* _Exercise_
Please set down, exactly as written, the line containing "Locate every instance of the yellow" and every line after it through the end of the records.

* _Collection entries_

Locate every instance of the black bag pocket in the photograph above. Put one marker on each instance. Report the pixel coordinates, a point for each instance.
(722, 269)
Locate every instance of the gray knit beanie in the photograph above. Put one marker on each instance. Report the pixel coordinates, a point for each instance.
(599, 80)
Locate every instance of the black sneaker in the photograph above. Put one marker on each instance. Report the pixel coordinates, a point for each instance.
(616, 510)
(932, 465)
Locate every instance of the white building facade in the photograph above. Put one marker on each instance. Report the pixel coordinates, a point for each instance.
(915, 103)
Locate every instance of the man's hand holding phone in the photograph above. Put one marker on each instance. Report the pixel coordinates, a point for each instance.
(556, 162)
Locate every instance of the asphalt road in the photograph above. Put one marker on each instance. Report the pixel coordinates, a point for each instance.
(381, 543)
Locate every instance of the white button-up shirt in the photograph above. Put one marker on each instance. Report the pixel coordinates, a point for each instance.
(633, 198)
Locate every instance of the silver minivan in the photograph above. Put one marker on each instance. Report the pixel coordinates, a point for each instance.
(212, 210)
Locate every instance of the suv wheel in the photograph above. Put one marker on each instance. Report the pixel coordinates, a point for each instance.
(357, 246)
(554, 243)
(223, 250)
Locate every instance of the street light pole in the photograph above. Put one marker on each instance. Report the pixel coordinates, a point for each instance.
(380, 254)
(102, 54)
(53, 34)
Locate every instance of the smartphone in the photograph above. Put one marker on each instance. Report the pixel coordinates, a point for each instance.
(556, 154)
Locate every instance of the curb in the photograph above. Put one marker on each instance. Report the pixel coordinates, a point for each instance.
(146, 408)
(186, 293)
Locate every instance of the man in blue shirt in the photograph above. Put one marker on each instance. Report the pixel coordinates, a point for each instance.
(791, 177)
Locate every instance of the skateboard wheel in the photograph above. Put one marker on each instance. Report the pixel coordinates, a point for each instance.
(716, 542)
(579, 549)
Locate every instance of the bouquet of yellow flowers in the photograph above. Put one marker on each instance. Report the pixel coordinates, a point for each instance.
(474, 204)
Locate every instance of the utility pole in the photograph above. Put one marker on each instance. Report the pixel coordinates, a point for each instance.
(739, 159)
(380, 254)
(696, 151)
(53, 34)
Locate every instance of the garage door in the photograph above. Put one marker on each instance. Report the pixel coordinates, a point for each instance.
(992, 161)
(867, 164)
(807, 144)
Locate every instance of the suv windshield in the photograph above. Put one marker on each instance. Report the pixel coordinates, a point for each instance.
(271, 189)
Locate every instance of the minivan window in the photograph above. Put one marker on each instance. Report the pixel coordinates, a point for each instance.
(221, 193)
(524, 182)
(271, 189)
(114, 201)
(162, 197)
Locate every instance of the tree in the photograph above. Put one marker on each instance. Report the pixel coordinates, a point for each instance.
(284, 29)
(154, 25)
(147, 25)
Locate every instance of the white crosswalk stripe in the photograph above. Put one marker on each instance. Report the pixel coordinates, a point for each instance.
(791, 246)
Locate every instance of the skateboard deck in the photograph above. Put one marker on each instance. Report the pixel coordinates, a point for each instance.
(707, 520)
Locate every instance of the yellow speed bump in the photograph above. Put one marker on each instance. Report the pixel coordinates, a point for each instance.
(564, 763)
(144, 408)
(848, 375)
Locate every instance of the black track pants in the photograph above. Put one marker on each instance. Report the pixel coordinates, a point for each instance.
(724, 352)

* _Output of the exercise_
Locate every instance of the yellow speed bump in the photograph above. Put one marker on each instance. Report the pixel coordinates, a point for each instance.
(564, 763)
(144, 408)
(848, 375)
Locate every instance of the black track pants in the photograph above. Put one marker on each instance. Report the pixel coordinates, a point for each instance.
(724, 352)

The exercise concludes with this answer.